**Your goal:**
Turn the records below into a single numbered list, one line per entry, and skip any blank lines.

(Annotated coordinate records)

******************************

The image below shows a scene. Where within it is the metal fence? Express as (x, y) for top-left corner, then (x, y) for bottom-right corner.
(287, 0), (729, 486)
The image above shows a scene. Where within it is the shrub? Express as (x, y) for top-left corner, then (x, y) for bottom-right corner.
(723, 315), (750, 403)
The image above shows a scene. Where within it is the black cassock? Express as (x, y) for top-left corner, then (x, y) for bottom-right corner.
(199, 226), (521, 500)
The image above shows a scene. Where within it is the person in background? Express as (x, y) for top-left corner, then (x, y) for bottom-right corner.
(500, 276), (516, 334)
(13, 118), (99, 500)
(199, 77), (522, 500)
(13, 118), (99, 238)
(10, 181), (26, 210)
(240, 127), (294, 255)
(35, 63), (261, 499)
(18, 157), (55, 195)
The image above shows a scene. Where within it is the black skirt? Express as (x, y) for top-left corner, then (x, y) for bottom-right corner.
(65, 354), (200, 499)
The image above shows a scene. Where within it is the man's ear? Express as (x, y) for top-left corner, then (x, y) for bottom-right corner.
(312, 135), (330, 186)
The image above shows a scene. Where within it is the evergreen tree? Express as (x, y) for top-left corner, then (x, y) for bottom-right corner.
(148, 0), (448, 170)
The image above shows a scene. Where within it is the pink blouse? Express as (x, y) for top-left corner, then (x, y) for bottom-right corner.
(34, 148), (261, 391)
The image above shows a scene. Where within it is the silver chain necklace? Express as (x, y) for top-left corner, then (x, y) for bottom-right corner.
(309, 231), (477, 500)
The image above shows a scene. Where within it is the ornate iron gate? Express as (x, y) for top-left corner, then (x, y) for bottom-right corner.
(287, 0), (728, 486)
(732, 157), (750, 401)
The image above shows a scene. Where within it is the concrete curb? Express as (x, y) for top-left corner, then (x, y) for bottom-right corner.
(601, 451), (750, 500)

******************************

**Exercise output:**
1. The image below shows a scene. Where within it is the metal fence? Express as (x, y) for top-left corner, then (x, y) for bottom-right corner.
2. (287, 0), (729, 486)
3. The image above shows a scene. Where within it is the shrub? Express as (x, y) for top-left corner, then (x, y) for bottom-right corner.
4. (723, 315), (750, 403)
5. The image above shows a scene. Where within it is the black cassock? Express as (x, y) for top-left corner, then (x, y) for bottom-right corner.
6. (199, 226), (521, 500)
7. The image above shows a scene. Where within it is the person in background? Express as (x, y) for top-left corner, then (x, y) for bottom-right corner.
8. (500, 276), (516, 334)
9. (13, 118), (99, 500)
10. (199, 77), (522, 500)
11. (13, 118), (99, 238)
12. (10, 181), (26, 210)
13. (240, 127), (294, 255)
14. (35, 63), (261, 499)
15. (18, 157), (55, 195)
16. The image above shows a scene. Where within it is the black skirt? Express as (x, y) for top-left corner, then (x, y) for bottom-right corner.
17. (65, 354), (200, 499)
18. The image above shows a scene. Where within it is the man's ear? Express as (x, y) for top-left corner, then (x, y) for bottom-right corner.
19. (312, 135), (330, 186)
20. The image above shows a scene. Where within it is the evergreen tree? Express as (x, y) for top-left corner, then (x, y) for bottom-right corner.
21. (148, 0), (448, 170)
22. The image above shows a scene. Where within it is the pink blouse? Express as (x, y) for top-left corner, then (x, y) for bottom-right corner.
23. (34, 148), (261, 391)
24. The image above shows a scene. Where within it is the silver chain necklace? Express as (x, y) for top-left corner, then (x, y) for bottom-right corner.
25. (309, 231), (477, 500)
26. The image above shows a scene. Where within it is the ornate iron gate? Express as (x, y) for top-left corner, then (x, y) for bottom-right corner.
27. (287, 0), (728, 486)
28. (732, 157), (750, 401)
29. The image above shows a scene. Where within it is the concrete curb? Express as (x, y) for top-left corner, then (x, y) for bottom-right corner.
30. (601, 451), (750, 500)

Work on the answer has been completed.